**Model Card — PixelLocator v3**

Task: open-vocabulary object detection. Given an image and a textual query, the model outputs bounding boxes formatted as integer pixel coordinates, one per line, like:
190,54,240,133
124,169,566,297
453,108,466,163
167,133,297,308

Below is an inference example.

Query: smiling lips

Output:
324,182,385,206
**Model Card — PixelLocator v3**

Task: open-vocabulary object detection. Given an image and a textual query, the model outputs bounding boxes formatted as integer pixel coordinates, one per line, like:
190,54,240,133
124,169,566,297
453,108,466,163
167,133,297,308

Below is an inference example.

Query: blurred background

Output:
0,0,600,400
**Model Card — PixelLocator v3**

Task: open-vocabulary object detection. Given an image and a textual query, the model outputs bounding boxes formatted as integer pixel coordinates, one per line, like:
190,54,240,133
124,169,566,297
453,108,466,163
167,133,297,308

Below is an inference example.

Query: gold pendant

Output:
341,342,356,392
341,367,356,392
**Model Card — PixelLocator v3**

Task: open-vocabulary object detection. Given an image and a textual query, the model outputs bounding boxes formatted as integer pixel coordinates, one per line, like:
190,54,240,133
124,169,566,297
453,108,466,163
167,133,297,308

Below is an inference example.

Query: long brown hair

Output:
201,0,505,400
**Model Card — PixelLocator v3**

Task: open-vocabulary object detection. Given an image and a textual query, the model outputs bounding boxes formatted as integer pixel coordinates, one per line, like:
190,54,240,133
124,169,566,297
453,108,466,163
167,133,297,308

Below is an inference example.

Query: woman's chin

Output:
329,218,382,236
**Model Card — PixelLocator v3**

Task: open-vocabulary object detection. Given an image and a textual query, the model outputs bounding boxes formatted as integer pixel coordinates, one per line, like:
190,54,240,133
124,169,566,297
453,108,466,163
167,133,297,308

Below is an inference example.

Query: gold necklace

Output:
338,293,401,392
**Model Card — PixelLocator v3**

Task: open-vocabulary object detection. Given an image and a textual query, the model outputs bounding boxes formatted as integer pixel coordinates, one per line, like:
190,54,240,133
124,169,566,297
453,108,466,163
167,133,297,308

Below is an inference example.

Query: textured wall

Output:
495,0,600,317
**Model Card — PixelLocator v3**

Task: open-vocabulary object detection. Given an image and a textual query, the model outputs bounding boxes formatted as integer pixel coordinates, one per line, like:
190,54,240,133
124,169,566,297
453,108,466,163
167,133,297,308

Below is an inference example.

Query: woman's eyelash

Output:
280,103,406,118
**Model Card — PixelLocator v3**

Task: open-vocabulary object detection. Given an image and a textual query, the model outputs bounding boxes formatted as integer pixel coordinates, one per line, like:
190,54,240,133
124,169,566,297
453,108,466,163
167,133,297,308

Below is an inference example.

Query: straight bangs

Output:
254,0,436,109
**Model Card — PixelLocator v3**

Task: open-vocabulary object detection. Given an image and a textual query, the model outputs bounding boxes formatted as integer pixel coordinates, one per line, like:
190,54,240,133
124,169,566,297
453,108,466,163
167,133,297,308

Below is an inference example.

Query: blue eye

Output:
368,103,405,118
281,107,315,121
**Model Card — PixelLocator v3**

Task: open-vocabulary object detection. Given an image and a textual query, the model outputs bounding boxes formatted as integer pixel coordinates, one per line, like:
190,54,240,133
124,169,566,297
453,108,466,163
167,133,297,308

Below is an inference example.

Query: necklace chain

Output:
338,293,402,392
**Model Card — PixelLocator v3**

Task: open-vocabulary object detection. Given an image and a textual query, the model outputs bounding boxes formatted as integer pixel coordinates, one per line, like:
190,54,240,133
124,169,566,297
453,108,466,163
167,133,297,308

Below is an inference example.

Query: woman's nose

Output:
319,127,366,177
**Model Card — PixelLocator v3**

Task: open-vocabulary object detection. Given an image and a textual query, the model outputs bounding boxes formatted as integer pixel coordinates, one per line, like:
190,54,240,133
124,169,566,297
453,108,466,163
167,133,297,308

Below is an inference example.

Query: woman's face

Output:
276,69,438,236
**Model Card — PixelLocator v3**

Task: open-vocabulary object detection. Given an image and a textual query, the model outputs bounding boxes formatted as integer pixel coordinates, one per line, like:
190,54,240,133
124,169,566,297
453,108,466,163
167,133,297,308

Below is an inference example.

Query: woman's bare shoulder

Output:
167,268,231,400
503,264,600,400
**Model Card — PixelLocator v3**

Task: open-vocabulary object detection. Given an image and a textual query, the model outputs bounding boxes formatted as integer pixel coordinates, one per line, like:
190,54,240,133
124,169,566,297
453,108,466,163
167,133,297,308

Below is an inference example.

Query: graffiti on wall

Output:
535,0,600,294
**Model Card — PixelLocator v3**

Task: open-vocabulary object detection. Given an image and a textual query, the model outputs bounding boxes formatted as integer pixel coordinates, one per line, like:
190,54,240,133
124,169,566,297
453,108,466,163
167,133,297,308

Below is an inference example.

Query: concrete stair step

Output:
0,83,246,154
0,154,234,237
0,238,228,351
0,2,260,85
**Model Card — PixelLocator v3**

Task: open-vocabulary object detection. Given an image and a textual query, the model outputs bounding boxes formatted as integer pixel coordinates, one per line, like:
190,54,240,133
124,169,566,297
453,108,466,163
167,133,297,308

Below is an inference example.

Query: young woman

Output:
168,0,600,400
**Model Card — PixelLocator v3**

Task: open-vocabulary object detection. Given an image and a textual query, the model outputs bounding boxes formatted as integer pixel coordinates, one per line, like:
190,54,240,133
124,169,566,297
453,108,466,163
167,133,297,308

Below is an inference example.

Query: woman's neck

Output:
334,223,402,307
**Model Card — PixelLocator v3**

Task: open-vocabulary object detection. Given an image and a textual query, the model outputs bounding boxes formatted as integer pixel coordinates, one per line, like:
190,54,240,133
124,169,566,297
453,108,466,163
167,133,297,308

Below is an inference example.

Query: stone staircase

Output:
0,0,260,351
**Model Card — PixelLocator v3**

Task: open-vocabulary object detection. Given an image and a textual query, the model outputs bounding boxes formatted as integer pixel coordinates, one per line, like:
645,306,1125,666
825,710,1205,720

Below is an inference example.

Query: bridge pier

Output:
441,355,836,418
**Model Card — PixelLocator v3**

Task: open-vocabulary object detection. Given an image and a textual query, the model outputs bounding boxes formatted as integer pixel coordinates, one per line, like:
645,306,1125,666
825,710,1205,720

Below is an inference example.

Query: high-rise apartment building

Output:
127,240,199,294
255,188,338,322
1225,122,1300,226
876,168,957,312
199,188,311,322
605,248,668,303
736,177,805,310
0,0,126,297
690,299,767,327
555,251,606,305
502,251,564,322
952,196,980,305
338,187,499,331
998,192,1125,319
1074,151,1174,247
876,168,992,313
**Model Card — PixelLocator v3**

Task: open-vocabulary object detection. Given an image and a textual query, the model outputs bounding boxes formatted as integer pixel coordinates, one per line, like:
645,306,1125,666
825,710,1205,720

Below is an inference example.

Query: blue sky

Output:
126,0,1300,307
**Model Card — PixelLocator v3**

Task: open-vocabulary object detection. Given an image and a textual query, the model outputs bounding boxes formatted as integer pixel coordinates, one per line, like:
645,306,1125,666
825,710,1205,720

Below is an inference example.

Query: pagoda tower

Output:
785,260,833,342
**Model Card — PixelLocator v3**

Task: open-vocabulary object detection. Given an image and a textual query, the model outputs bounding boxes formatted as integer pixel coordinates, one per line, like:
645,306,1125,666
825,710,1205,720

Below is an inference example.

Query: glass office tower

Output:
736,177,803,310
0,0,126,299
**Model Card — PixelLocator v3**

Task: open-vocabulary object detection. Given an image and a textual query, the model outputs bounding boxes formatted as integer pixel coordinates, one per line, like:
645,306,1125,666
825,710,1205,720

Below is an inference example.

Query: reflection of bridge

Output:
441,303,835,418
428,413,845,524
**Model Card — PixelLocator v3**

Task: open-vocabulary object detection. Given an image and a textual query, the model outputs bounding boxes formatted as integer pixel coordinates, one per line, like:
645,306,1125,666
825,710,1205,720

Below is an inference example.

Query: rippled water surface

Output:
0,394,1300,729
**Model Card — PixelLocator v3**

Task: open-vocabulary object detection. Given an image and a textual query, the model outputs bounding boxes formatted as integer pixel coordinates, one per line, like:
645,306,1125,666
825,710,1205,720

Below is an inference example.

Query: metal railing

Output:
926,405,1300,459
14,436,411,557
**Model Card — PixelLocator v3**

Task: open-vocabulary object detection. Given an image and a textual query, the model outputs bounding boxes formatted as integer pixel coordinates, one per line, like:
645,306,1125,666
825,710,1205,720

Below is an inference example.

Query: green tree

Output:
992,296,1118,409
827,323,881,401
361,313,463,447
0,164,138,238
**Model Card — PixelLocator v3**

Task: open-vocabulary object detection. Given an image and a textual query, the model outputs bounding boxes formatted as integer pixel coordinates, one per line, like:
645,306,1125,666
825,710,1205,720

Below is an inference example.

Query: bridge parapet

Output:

§ **WRITTEN EXERCISE**:
Turn the material above, from its first line through the line containing "329,218,382,236", into a JSON list of strings with one string per line, leaving out blank lines.

§ **EXERCISE ANSWER**:
[
  "**Model Card — PixelLocator v3**",
  "Task: open-vocabulary object detection. Given an image and a textual query, the model outputs bounding boxes formatted as integer pixel coordinates, one per line, like:",
  "190,54,240,133",
  "124,169,566,297",
  "453,108,466,163",
  "167,133,297,308",
  "Below is an inference example.",
  "Query: smiling lips",
  "Output:",
  "324,182,385,206",
  "**Model Card — PixelLocator v3**",
  "Task: open-vocabulary object detection. Given an image and a textual query, the model outputs bounding boxes formatted as integer pixel coordinates, one per line, like:",
  "190,54,240,133",
  "124,169,566,297",
  "453,108,466,163",
  "167,133,297,308",
  "Below is an inference example.",
  "Query: blurred background",
  "Output:",
  "0,0,600,400",
  "**Model Card — PixelLocator v3**",
  "Task: open-vocabulary object detection. Given an image and a textual query, the model outputs bounding boxes formatted as integer pixel coordinates, one per line, like:",
  "190,54,240,133",
  "124,169,566,297",
  "453,108,466,163",
  "167,133,297,308",
  "Below is an inference example.",
  "Query: gold pendant",
  "Output:",
  "341,342,356,392",
  "341,367,356,392",
  "**Model Card — PixelLocator v3**",
  "Task: open-vocabulary object detection. Given an image and a textual query, the model outputs bounding boxes formatted as integer pixel coordinates, one per line, like:",
  "190,54,240,133",
  "124,169,566,297",
  "453,108,466,163",
  "167,133,297,308",
  "Below is an inference example.",
  "Query: long brown hair",
  "Output:",
  "201,0,505,400",
  "**Model Card — PixelLocator v3**",
  "Task: open-vocabulary object detection. Given an image and a textual query, the model outputs bounding boxes formatted as integer pixel coordinates, one per line, like:",
  "190,54,240,133",
  "124,169,566,297",
  "453,108,466,163",
  "167,133,297,308",
  "Below is an inference example.",
  "Query: woman's chin",
  "Output:",
  "329,218,382,236"
]